**WORK TO COMPLETE:**
Write out the whole listing again, exactly.

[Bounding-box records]
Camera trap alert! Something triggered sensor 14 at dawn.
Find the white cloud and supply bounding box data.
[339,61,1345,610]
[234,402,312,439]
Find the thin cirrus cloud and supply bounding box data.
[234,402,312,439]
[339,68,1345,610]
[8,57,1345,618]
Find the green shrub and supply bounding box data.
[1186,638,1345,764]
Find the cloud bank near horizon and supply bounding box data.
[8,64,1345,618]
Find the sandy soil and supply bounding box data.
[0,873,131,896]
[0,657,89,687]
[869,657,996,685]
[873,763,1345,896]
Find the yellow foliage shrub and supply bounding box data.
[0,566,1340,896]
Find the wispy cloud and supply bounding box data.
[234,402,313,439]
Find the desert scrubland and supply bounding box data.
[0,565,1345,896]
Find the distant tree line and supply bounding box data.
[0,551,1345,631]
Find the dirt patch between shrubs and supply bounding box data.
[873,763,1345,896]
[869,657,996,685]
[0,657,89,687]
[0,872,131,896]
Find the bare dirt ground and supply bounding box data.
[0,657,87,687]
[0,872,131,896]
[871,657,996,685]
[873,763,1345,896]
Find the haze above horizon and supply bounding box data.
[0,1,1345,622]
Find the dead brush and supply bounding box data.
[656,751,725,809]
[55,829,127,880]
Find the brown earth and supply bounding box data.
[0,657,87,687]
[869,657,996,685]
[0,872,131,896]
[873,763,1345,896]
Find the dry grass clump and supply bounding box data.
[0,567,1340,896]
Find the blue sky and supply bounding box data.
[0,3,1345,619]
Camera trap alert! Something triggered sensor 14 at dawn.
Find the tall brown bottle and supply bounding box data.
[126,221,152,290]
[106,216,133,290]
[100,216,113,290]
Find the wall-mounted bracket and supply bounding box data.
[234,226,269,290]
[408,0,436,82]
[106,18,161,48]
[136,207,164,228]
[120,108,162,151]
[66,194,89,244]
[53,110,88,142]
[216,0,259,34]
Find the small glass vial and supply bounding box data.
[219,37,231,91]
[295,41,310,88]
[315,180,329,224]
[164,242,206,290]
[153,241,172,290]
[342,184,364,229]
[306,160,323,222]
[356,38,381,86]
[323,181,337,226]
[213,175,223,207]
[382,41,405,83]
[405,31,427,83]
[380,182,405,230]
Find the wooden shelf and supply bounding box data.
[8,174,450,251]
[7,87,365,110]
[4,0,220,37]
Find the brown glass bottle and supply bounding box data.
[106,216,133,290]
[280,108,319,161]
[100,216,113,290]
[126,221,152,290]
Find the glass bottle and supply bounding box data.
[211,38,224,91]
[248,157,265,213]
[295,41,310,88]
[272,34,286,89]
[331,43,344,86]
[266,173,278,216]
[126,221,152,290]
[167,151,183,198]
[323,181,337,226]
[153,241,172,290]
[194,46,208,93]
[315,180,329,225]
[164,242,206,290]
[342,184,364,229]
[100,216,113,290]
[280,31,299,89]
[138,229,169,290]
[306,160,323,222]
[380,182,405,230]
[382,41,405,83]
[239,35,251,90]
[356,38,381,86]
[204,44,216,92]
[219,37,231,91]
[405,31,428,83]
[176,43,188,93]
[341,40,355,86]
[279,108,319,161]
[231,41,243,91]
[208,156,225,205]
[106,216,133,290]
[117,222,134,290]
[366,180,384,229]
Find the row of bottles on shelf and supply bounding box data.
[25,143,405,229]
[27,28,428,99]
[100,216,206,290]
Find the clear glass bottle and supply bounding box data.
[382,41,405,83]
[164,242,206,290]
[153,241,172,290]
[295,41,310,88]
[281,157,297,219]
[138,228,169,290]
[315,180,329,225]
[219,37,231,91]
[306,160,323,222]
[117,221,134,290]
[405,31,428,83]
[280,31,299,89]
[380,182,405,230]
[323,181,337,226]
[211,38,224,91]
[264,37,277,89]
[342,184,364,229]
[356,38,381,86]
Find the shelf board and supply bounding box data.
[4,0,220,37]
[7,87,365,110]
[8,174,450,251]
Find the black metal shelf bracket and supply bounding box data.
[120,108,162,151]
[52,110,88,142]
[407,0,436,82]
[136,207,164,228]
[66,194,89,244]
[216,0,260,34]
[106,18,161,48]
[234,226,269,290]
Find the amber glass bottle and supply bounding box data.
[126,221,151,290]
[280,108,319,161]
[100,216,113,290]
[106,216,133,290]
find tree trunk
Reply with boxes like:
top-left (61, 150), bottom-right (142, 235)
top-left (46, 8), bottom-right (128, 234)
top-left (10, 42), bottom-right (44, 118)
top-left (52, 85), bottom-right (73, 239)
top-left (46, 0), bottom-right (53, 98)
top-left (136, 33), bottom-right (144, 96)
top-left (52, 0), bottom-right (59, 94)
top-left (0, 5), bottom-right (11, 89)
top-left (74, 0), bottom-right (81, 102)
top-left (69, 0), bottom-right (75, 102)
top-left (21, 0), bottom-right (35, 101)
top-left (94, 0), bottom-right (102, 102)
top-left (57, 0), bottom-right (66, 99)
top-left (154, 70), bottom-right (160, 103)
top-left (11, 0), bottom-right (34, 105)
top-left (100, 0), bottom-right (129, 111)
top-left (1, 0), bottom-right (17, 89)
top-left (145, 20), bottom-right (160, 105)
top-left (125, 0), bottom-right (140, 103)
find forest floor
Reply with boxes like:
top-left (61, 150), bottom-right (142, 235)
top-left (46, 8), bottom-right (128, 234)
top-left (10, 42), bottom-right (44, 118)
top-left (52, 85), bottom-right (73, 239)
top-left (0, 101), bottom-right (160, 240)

**OUTPUT OF THE EXERCISE:**
Camera trap alert! Something triggered sensor 14 at dawn.
Find the white cloud and supply bounding box data.
[339,61,1345,610]
[234,402,312,439]
Find the thin cirrus cloud and supply bounding box data.
[234,402,312,439]
[339,68,1345,610]
[8,57,1345,618]
Find the green shrub and supply bounding box data.
[1186,638,1345,764]
Find the cloud bank near horizon and supply bounding box data.
[8,64,1345,618]
Find the sandy soil and supply bounding box data.
[0,873,131,896]
[0,657,89,687]
[869,657,996,685]
[873,763,1345,896]
Find the yellow foliage shrub and supply bounding box data.
[0,566,1340,896]
Find the wispy cloud and supply bounding box data.
[234,402,313,439]
Find the desert scrubland and supply bounding box data.
[0,565,1345,896]
Find the distant tree line and supply bounding box data.
[0,551,1345,631]
Find the dirt patch between shrubs and supply bounding box data.
[873,763,1345,896]
[869,657,996,685]
[0,657,89,687]
[0,872,131,896]
Find the bare dirt ground and supply bounding box data.
[0,657,87,687]
[0,872,131,896]
[871,657,996,685]
[873,763,1345,896]
Find the haze above horizon and supply bounding box data.
[0,1,1345,622]
Find the dead brush and supply bounding box data.
[656,751,725,809]
[55,829,127,880]
Find the brown earth and supply bounding box data.
[0,657,87,687]
[869,657,996,685]
[0,872,131,896]
[873,763,1345,896]
Find the dry grass clump and supply bounding box data.
[0,567,1340,896]
Find the blue sky and supply bounding box data.
[0,3,1345,619]
Camera trap alert! Something triggered sensor 14 at dawn.
Find the tall brown bottle and supply bounding box data.
[126,221,152,290]
[106,216,133,290]
[100,216,113,290]
Find the wall-mounted bracket and supply bounding box data.
[234,226,269,290]
[408,0,436,82]
[106,18,161,48]
[136,207,164,228]
[120,108,162,151]
[66,194,89,244]
[53,110,88,142]
[216,0,259,34]
Find the small glass vial and supply bounding box data.
[219,37,231,91]
[295,41,310,88]
[315,180,329,224]
[164,242,206,290]
[153,241,172,290]
[342,184,364,229]
[306,160,323,222]
[356,38,381,86]
[323,181,337,226]
[213,175,223,207]
[382,41,405,83]
[405,31,427,83]
[380,182,405,230]
Find the wooden shelf and supply bounding box data.
[8,174,450,251]
[7,87,365,110]
[4,0,220,37]
Find the brown glass bottle and supply bounding box data.
[106,216,133,290]
[280,108,319,161]
[100,216,113,290]
[126,221,152,290]
Find the glass bottle and supply bounding box data.
[211,38,224,91]
[248,157,265,213]
[295,41,310,88]
[272,34,286,89]
[331,43,344,86]
[266,173,278,216]
[126,221,152,290]
[167,151,183,198]
[323,181,337,226]
[153,241,172,290]
[194,46,208,93]
[315,180,329,225]
[164,242,206,290]
[342,184,364,229]
[100,216,113,290]
[280,31,299,89]
[138,229,169,290]
[306,160,323,222]
[380,182,405,230]
[382,41,405,83]
[239,35,251,90]
[356,38,381,86]
[204,44,216,92]
[219,37,231,91]
[405,31,428,83]
[176,43,188,93]
[341,40,355,86]
[279,108,319,161]
[231,41,243,91]
[208,156,225,205]
[106,216,133,290]
[117,222,134,290]
[366,180,384,229]
Find the row of bottles on shelf and supply bounding box data.
[25,143,405,229]
[27,28,428,99]
[100,216,206,290]
Find the clear glass bottle and supply bounding box data.
[382,41,405,83]
[164,242,206,290]
[153,241,172,290]
[295,41,310,88]
[281,157,297,219]
[138,228,169,290]
[315,180,329,225]
[219,37,231,91]
[306,160,323,222]
[117,221,134,290]
[405,31,428,83]
[280,31,299,89]
[380,182,405,230]
[323,181,337,226]
[211,38,224,91]
[264,37,277,89]
[342,184,364,229]
[356,38,381,86]
Find the shelf board and supply bounding box data.
[4,0,220,37]
[7,87,365,110]
[8,174,450,251]
Find the black metal shelf bracket and supply bounding box data.
[120,108,162,151]
[52,110,88,142]
[407,0,436,82]
[136,207,164,228]
[66,194,89,244]
[216,0,260,34]
[106,18,161,48]
[234,226,269,290]
Find the amber glass bottle and supply bounding box data.
[126,221,151,290]
[280,108,319,161]
[100,216,113,290]
[106,216,133,290]
find tree trunk
Reply with boxes like:
top-left (61, 150), bottom-right (142, 235)
top-left (46, 8), bottom-right (128, 234)
top-left (10, 42), bottom-right (44, 118)
top-left (52, 85), bottom-right (73, 239)
top-left (46, 0), bottom-right (53, 98)
top-left (136, 33), bottom-right (144, 96)
top-left (52, 0), bottom-right (59, 94)
top-left (0, 5), bottom-right (11, 89)
top-left (74, 0), bottom-right (81, 102)
top-left (69, 0), bottom-right (75, 102)
top-left (21, 0), bottom-right (35, 101)
top-left (94, 0), bottom-right (102, 102)
top-left (57, 0), bottom-right (66, 99)
top-left (154, 70), bottom-right (160, 103)
top-left (11, 0), bottom-right (34, 105)
top-left (100, 0), bottom-right (129, 111)
top-left (1, 0), bottom-right (17, 89)
top-left (145, 20), bottom-right (160, 105)
top-left (125, 0), bottom-right (140, 103)
find forest floor
Reply with boxes like:
top-left (61, 150), bottom-right (142, 235)
top-left (46, 8), bottom-right (128, 234)
top-left (10, 42), bottom-right (44, 118)
top-left (52, 85), bottom-right (73, 239)
top-left (0, 101), bottom-right (160, 240)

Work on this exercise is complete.